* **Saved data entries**
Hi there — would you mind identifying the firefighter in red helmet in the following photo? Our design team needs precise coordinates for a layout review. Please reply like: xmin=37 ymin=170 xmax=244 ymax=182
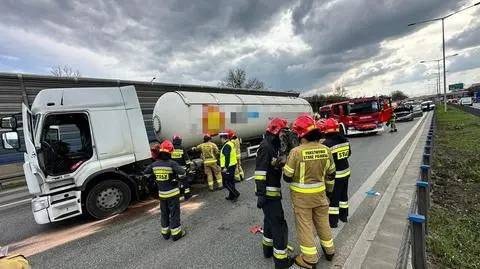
xmin=255 ymin=117 xmax=294 ymax=269
xmin=192 ymin=133 xmax=223 ymax=191
xmin=219 ymin=130 xmax=240 ymax=202
xmin=322 ymin=118 xmax=351 ymax=228
xmin=144 ymin=140 xmax=187 ymax=241
xmin=283 ymin=115 xmax=336 ymax=268
xmin=171 ymin=134 xmax=193 ymax=200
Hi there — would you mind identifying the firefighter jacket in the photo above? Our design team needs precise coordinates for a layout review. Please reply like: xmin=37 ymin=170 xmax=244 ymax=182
xmin=220 ymin=141 xmax=237 ymax=168
xmin=232 ymin=138 xmax=242 ymax=159
xmin=283 ymin=141 xmax=336 ymax=201
xmin=0 ymin=255 xmax=31 ymax=269
xmin=193 ymin=141 xmax=220 ymax=165
xmin=323 ymin=134 xmax=351 ymax=179
xmin=255 ymin=132 xmax=283 ymax=200
xmin=144 ymin=159 xmax=186 ymax=199
xmin=172 ymin=143 xmax=192 ymax=168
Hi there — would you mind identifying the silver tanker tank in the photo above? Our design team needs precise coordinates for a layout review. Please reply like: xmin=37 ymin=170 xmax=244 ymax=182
xmin=152 ymin=91 xmax=312 ymax=147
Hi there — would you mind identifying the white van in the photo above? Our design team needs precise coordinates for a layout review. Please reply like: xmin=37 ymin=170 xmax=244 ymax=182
xmin=460 ymin=97 xmax=473 ymax=106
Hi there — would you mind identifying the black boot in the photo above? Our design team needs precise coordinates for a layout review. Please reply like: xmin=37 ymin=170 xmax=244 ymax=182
xmin=274 ymin=257 xmax=295 ymax=269
xmin=184 ymin=193 xmax=192 ymax=201
xmin=321 ymin=247 xmax=335 ymax=261
xmin=263 ymin=245 xmax=273 ymax=259
xmin=294 ymin=256 xmax=316 ymax=269
xmin=162 ymin=233 xmax=171 ymax=240
xmin=172 ymin=230 xmax=187 ymax=241
xmin=339 ymin=215 xmax=348 ymax=223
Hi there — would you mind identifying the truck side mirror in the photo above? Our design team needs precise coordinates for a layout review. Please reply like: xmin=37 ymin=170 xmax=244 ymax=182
xmin=1 ymin=116 xmax=17 ymax=129
xmin=1 ymin=131 xmax=20 ymax=149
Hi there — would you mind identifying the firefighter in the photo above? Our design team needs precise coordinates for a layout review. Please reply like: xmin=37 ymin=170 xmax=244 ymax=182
xmin=144 ymin=140 xmax=187 ymax=241
xmin=389 ymin=111 xmax=398 ymax=132
xmin=172 ymin=135 xmax=193 ymax=200
xmin=220 ymin=130 xmax=240 ymax=202
xmin=283 ymin=115 xmax=336 ymax=269
xmin=192 ymin=134 xmax=223 ymax=191
xmin=255 ymin=118 xmax=294 ymax=269
xmin=231 ymin=132 xmax=245 ymax=182
xmin=322 ymin=118 xmax=352 ymax=228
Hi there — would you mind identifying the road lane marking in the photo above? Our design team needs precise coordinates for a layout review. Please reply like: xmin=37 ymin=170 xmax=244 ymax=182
xmin=0 ymin=198 xmax=30 ymax=209
xmin=342 ymin=111 xmax=430 ymax=268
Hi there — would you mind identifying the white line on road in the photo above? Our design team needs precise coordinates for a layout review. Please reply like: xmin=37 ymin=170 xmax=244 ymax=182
xmin=342 ymin=112 xmax=430 ymax=268
xmin=0 ymin=198 xmax=30 ymax=209
xmin=246 ymin=176 xmax=254 ymax=181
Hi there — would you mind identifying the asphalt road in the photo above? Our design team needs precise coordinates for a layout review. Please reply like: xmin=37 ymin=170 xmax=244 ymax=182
xmin=0 ymin=117 xmax=423 ymax=269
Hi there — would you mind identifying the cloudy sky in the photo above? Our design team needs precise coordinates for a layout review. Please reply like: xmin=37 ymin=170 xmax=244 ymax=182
xmin=0 ymin=0 xmax=479 ymax=97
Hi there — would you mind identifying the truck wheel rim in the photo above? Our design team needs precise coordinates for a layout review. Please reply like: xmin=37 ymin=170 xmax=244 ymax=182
xmin=96 ymin=187 xmax=123 ymax=210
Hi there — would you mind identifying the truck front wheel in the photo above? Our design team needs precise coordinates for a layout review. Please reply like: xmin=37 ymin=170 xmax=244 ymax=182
xmin=85 ymin=179 xmax=132 ymax=219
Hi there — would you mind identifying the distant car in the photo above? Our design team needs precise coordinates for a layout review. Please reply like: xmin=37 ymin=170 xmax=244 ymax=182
xmin=395 ymin=106 xmax=414 ymax=122
xmin=421 ymin=101 xmax=435 ymax=111
xmin=411 ymin=103 xmax=423 ymax=117
xmin=460 ymin=97 xmax=473 ymax=106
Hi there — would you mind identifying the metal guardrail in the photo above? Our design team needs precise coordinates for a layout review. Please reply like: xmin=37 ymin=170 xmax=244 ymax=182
xmin=449 ymin=103 xmax=480 ymax=116
xmin=396 ymin=110 xmax=436 ymax=269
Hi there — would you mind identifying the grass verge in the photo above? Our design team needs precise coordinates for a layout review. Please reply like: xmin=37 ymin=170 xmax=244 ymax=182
xmin=427 ymin=106 xmax=480 ymax=269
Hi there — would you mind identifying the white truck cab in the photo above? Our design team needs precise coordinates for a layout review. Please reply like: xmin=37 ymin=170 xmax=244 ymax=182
xmin=2 ymin=86 xmax=151 ymax=224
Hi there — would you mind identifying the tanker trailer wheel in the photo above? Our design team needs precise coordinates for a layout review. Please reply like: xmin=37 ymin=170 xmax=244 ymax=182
xmin=85 ymin=179 xmax=132 ymax=219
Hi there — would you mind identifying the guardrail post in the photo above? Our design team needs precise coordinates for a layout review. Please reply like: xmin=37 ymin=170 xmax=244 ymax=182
xmin=422 ymin=153 xmax=431 ymax=166
xmin=409 ymin=214 xmax=427 ymax=269
xmin=420 ymin=165 xmax=430 ymax=182
xmin=424 ymin=146 xmax=432 ymax=155
xmin=425 ymin=139 xmax=432 ymax=146
xmin=416 ymin=181 xmax=429 ymax=235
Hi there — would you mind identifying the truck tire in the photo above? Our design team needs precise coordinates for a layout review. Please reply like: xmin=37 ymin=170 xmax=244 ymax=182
xmin=85 ymin=179 xmax=132 ymax=219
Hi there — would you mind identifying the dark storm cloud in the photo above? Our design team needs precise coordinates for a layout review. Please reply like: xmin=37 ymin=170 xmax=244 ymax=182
xmin=447 ymin=17 xmax=480 ymax=50
xmin=291 ymin=0 xmax=463 ymax=54
xmin=447 ymin=47 xmax=480 ymax=73
xmin=0 ymin=0 xmax=476 ymax=92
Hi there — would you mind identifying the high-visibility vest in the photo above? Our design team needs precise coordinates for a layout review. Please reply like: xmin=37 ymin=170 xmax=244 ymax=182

* **About this task**
The lines to reproduce run from the one that contains "Hi there — would you mind identifying the tanker" through the last line above; copy them exactly.

* **Exercise answer**
Hi there — would you mind identifying the tanker trailer wheel in the photo above? Our design team needs precise coordinates for a layout review. Please reply like: xmin=37 ymin=170 xmax=244 ymax=182
xmin=85 ymin=179 xmax=132 ymax=219
Hi there — would you mind identifying the guardrail post in the photo above? Our design team needs precise coordinates for a layout review. Please reply like: xmin=37 ymin=170 xmax=244 ymax=182
xmin=422 ymin=153 xmax=431 ymax=166
xmin=409 ymin=214 xmax=427 ymax=269
xmin=420 ymin=165 xmax=430 ymax=182
xmin=424 ymin=146 xmax=432 ymax=155
xmin=425 ymin=139 xmax=432 ymax=146
xmin=416 ymin=181 xmax=429 ymax=235
Hi there — would you mind identifying the truck tire in the photo above? Our design team needs precise coordinates for a layout review. Please reply like: xmin=37 ymin=170 xmax=244 ymax=182
xmin=85 ymin=179 xmax=132 ymax=219
Hi there — would you mind identifying the dark storm cloud in the photo above? Our design team needs precise coordinates for a layout review. Please reply like: xmin=37 ymin=170 xmax=244 ymax=182
xmin=447 ymin=17 xmax=480 ymax=50
xmin=291 ymin=0 xmax=463 ymax=54
xmin=447 ymin=47 xmax=480 ymax=73
xmin=0 ymin=0 xmax=476 ymax=92
Hi there — would you mind identifying the high-visibility vest in the photo above? Our design team needs precise coordinates for a layout review. Please reply like: xmin=37 ymin=170 xmax=244 ymax=182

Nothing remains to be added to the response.